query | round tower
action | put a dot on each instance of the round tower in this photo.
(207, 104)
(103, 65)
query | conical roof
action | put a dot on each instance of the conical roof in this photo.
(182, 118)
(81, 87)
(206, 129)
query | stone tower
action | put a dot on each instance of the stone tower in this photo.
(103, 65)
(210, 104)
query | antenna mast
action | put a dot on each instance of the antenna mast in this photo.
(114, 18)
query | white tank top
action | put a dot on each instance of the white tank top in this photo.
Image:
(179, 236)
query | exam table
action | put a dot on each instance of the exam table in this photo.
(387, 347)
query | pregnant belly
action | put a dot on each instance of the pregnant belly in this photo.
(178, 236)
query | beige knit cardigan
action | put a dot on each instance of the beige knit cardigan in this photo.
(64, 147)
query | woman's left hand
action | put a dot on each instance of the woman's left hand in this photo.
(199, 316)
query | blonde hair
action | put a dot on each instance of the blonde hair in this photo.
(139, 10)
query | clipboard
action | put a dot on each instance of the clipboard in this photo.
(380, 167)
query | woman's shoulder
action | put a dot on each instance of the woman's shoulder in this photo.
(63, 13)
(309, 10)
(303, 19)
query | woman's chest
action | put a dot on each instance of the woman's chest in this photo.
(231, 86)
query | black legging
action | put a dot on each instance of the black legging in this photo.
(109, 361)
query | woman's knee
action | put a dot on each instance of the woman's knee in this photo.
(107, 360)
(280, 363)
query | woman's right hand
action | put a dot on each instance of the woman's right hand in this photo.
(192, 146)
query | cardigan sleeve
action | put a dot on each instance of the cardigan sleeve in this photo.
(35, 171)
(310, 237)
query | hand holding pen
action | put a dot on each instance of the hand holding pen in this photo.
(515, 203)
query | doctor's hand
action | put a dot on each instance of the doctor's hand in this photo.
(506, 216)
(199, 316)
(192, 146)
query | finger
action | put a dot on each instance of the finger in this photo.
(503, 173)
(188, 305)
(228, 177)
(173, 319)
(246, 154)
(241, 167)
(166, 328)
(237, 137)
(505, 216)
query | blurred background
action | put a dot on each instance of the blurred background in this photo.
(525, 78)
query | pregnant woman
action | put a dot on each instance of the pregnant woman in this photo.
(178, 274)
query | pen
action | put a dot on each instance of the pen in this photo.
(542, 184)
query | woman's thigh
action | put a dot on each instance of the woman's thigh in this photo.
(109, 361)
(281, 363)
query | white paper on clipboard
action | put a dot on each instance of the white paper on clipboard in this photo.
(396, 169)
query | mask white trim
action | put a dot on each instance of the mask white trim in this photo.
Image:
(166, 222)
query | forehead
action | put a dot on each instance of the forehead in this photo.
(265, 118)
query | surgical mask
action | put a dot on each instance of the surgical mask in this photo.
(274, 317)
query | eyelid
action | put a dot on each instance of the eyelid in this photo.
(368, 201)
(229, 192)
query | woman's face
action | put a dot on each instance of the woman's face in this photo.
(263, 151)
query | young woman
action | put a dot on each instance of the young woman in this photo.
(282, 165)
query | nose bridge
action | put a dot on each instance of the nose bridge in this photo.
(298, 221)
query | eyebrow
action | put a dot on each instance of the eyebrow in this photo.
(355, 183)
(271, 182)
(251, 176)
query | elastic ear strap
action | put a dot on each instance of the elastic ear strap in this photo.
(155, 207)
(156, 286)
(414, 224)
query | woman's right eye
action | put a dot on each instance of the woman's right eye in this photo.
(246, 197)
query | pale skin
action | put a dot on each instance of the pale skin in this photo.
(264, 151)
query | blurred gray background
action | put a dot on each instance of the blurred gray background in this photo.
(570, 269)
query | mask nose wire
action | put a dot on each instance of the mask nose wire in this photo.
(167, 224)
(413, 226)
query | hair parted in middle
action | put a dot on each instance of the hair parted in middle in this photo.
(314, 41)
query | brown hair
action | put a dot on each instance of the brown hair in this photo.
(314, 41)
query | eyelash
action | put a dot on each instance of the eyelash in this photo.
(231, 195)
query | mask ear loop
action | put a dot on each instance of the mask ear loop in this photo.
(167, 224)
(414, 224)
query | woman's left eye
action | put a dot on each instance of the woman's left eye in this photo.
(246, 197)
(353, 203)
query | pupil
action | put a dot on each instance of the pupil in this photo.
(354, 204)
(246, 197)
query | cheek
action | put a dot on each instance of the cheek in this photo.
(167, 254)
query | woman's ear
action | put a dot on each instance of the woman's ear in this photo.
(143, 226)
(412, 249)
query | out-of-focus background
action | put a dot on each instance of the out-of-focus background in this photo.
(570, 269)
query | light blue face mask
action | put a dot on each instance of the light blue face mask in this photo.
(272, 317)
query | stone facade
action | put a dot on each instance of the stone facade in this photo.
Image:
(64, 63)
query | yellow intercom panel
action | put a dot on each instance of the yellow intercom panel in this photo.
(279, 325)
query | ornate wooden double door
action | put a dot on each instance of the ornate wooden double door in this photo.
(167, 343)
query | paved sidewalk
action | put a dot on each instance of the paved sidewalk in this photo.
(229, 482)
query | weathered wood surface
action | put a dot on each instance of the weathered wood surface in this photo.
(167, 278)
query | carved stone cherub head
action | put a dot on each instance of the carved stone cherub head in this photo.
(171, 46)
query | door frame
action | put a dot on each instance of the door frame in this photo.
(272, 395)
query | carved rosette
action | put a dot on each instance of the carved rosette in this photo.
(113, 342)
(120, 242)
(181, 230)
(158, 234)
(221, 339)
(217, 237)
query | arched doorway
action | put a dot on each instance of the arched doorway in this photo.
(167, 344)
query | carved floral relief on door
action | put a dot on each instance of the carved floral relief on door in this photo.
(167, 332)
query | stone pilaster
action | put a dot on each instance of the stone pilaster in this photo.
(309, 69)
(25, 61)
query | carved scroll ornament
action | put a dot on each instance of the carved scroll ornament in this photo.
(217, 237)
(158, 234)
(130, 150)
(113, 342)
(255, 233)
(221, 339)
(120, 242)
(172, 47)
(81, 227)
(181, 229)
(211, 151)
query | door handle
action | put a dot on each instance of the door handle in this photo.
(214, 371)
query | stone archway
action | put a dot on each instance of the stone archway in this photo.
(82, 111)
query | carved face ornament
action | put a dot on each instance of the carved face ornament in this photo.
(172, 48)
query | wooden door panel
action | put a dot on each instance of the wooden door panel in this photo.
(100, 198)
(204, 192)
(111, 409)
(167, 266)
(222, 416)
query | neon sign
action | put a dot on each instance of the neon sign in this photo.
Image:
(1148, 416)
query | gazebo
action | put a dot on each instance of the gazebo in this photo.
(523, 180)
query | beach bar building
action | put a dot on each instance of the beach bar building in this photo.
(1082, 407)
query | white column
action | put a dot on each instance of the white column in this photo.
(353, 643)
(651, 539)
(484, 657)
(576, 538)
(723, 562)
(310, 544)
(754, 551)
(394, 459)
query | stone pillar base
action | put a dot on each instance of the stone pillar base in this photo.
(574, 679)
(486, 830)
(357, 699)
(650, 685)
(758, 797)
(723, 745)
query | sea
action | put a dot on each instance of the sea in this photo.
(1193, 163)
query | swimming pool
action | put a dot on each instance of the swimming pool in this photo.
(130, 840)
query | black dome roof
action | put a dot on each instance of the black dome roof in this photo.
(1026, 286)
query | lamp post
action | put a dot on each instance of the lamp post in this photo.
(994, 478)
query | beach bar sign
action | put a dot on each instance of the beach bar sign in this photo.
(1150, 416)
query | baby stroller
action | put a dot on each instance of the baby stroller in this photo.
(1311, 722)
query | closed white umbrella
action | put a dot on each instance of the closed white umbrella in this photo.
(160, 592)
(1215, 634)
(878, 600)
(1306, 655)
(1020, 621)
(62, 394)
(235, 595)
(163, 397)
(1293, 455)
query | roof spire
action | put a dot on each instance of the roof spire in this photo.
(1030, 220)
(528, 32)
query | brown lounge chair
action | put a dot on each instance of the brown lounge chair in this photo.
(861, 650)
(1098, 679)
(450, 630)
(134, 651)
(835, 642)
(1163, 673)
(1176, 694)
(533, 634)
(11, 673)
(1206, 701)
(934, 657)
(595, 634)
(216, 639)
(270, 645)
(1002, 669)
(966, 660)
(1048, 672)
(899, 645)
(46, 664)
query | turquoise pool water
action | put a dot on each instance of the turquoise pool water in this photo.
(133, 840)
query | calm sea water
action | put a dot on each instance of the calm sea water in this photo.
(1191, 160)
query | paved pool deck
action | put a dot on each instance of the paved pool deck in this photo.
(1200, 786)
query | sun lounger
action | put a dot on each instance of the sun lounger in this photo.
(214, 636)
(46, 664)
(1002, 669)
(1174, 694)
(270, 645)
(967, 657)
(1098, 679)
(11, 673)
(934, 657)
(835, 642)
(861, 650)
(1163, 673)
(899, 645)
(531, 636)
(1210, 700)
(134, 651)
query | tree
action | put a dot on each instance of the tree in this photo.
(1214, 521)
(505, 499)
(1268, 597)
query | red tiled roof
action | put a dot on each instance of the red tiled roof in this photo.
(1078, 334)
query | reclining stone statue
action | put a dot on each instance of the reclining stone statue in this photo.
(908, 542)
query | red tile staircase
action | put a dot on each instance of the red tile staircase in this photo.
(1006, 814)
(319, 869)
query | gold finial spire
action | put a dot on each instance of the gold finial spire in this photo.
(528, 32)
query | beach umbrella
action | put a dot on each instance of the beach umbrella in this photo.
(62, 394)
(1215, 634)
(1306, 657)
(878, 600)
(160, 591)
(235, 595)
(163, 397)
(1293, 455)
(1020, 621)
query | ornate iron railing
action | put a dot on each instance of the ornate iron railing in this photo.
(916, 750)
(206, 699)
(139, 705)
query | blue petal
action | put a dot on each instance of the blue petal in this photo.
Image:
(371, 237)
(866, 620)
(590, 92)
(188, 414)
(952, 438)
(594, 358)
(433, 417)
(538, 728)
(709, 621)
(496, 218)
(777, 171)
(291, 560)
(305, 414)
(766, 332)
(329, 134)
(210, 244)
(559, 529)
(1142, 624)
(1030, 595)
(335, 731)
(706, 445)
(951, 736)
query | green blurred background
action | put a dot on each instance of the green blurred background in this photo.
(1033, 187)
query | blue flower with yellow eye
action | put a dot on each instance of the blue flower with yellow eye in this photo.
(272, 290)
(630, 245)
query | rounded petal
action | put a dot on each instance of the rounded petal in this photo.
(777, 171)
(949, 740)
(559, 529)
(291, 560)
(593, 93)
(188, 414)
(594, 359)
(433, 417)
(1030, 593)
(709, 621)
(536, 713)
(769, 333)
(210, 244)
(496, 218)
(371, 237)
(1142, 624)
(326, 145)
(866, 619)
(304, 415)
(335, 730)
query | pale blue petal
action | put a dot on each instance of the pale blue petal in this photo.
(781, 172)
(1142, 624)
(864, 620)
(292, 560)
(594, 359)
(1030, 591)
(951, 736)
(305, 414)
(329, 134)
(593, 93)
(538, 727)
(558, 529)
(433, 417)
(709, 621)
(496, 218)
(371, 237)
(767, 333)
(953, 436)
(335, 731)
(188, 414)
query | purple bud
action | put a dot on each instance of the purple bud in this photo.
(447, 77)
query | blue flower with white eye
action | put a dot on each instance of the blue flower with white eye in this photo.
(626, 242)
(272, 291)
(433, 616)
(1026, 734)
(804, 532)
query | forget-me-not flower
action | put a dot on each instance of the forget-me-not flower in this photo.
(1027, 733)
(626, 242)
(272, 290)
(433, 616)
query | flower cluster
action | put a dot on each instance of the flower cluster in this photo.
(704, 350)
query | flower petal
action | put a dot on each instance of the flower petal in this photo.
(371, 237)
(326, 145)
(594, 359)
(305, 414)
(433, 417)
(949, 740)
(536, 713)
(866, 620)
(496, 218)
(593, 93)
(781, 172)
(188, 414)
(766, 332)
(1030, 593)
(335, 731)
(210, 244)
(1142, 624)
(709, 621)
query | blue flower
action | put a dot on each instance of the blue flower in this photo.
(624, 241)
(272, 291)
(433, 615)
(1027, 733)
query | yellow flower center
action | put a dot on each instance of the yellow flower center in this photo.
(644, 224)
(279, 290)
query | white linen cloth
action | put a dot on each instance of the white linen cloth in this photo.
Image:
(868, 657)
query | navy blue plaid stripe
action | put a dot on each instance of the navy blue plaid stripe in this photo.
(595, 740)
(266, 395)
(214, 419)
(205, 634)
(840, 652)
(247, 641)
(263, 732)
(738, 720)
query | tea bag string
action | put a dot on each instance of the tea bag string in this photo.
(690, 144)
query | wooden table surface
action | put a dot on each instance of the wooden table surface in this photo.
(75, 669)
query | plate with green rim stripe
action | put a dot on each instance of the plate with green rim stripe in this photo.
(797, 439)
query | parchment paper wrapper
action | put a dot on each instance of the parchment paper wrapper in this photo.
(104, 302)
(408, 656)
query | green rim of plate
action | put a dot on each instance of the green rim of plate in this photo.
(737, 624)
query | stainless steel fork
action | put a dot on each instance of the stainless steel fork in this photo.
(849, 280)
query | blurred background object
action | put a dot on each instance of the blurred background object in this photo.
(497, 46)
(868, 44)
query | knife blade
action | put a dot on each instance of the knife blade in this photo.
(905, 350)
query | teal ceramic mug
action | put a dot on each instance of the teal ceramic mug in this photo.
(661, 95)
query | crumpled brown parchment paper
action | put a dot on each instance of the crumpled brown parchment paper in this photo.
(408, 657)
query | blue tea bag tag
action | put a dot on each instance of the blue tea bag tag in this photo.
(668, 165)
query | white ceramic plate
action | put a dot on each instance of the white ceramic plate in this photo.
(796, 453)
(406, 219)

::::

WORK INSTRUCTIONS: Reproduce the records without changes, beginning with the line containing "query | blue tea bag tag" and continuing through the last line of the records.

COMPLETED TASK:
query | blue tea bag tag
action | put a dot on each instance of the blue tea bag tag in this photo.
(668, 165)
query | white ceramic plate
action | put a dot on each instance of the white ceramic plate in this photo.
(796, 453)
(406, 219)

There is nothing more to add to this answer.